▸ **Bron**
* * * * *

Geldboete geëist tegen bedrijf en leidinggevenden vanwege ongeval met stagiair

“Met enige regelmaat gebeuren er in Nederland ongelukken met stagiaires op leerplekken waarbij stagiaires gewond raken of erger. Voor een stagiair gelden dezelfde regels als voor vaste werknemers, en het feit dat het hier een groep jeugdigen (jonger dan 18 jaar) betreft die doorgaans weinig ervaring hebben, brengt extra risico’s en extra wettelijke verplichtingen met zich mee”, aldus de officier.

Het OM eist vandaag voor de rechtbank Den Bosch een geldboete van 15.000 euro, waarvan de helft voorwaardelijk, tegen een maatschap werkzaam in de agrarische sector. Tegen de twee maten van het bedrijf, een vader en een zoon, eist het OM deels voorwaardelijke taakstraffen. Het OM verwijt de drie verdachten dat zij in het bedrijf de toepasselijke wettelijke arboregels, die alles te maken hebben met veiligheid op de werkvloer, hebben overtreden. Zo was er geen Risico inventarisatie en evaluatie (RI&E) toegespitst op een beschrijving van de gevaren en risicobeperkende maatregelen voor jeugdigen. Verder werd er over de risico’s onvoldoende onderricht gegeven en werd er onvoldoende toezicht gehouden op de risico’s bij het werken met tractoren. In 2017 zat een toen 17-jarige stagiair op de voerschuif achter een tractor en raakte bekneld toen een andere tractor met voerwagen achteruit reed. De jongen werd in zijn rug geraakt met ernstige verwondingen als gevolg. De officier op zitting: “Ongelukken door het meerijden op tractoren en aanverwante machines terwijl er geen daarvoor toegeruste veilige plek is komen helaas maar al te vaak voor omdat de risico’s zwaar worden onderschat.”

* * * * *

▸ **Aangeleverde gegevens**

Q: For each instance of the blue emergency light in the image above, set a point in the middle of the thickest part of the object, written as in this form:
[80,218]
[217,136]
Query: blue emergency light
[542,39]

* * * * *

▸ **Uit te voeren taken**
a) Neem alle records woordelijk over, van de eerste tot en met de laatste regel.
b) Schrijf het nieuwsbericht over de geëiste straffen na het tractorongeval met de stagiair verder, aansluitend op de laatste zin ervan.

▸ **Uitkomsten per taak**
a)
Q: For each instance of the blue emergency light in the image above, set a point in the middle of the thickest part of the object, written as in this form:
[80,218]
[217,136]
Query: blue emergency light
[542,39]

b)
Schuifconstructie

Het slachtoffer was vanaf september 2015 werkzaam als stagiaire bij het agrarische bedrijf in de provincie Noord-Brabant. Uit het ingestelde onderzoek en uitvoerige reconstructie van het ongeval op 16 maart 2017 bleek volgens de officier dat het slachtoffer achter op de tractor zat die bestuurd werd door de zoon. Hij zat op een schuifconstructie van een stilstaande tractor die werd gebruikt om (rest)voer weg te halen in de stal. De vader was volgens het OM bezig in de stal met een tractor met daarachter een voermengwagen om vers voer te storten voor de koeien. Op enig moment reed de vader naar achteren en raakte daarbij met de bumper van de voermengwagen de stagiair in zijn rug, met ernstige letsel als gevolg.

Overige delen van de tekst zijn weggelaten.